### Records shown

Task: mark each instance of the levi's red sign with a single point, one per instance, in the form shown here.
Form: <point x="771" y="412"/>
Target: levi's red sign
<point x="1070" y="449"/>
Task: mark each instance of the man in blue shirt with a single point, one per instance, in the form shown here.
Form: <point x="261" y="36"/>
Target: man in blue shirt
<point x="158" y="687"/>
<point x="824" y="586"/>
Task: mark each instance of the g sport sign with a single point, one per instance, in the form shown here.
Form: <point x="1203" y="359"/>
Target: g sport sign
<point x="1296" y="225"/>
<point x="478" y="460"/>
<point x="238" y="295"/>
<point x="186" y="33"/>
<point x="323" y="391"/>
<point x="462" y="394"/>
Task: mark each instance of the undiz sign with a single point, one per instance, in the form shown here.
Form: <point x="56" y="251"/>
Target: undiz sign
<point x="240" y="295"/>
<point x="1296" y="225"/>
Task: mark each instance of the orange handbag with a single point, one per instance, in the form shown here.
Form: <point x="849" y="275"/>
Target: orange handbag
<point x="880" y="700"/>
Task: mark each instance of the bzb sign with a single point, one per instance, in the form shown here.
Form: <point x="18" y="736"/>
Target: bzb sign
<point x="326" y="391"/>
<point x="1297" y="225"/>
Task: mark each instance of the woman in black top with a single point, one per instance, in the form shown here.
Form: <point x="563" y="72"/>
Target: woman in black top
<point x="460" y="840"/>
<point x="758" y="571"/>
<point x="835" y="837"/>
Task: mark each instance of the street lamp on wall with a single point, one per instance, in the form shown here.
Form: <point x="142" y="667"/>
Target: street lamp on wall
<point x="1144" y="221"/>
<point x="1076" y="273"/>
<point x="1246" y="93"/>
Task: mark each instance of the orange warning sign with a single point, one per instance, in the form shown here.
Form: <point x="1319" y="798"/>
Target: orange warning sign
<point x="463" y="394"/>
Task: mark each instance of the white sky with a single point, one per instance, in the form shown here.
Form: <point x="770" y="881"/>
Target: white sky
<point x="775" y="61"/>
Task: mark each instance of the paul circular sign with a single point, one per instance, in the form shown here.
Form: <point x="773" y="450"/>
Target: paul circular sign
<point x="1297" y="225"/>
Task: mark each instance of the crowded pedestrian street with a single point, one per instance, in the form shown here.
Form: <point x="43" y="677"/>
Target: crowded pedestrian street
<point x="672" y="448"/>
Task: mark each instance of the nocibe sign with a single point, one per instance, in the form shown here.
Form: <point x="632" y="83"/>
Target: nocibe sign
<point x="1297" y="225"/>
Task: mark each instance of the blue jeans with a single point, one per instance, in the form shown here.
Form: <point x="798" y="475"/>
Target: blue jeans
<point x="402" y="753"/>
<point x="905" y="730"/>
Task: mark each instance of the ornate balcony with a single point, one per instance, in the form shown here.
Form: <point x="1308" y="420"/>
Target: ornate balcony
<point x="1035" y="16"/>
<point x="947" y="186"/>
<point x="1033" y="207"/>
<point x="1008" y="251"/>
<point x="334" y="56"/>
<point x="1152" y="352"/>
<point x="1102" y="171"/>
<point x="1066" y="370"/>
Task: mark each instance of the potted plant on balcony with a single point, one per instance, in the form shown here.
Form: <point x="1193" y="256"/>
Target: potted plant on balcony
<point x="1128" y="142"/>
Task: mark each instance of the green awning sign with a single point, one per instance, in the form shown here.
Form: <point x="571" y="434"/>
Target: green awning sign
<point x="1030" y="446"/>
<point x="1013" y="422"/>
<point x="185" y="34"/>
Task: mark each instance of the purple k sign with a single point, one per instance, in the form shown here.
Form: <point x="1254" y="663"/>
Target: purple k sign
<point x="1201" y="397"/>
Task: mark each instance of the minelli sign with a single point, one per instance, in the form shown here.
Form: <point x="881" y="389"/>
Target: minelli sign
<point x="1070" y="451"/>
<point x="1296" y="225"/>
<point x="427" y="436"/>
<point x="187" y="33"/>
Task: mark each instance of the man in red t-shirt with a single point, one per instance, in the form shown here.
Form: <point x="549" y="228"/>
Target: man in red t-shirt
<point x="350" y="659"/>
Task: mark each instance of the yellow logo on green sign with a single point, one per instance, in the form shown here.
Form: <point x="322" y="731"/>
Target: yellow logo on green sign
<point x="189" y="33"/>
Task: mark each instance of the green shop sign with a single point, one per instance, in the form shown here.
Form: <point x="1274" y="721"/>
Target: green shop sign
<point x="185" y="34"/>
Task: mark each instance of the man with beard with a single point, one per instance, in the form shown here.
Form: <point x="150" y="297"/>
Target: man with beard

### Written instruction
Please render everything in the data above, from the line containing "Task: mark each instance of the yellow" down to the end, as a JSON list of strings with one string per line, leaving out blank lines.

### Correct response
[
  "Task: mark each instance of the yellow logo on green sign with a single point, one per instance, in the form shown here.",
  "Form: <point x=\"322\" y=\"731\"/>",
  "Target: yellow logo on green sign",
  "<point x=\"189\" y=\"33\"/>",
  "Task: mark each instance of the green shop sign with a single point, one per instance, in the form shown here.",
  "Form: <point x=\"1274\" y=\"721\"/>",
  "Target: green shop sign",
  "<point x=\"185\" y=\"34\"/>",
  "Task: mark each instance of the man with beard with a single point, one per instance, in the form shown here.",
  "Form: <point x=\"150\" y=\"297\"/>",
  "Target: man with beard"
]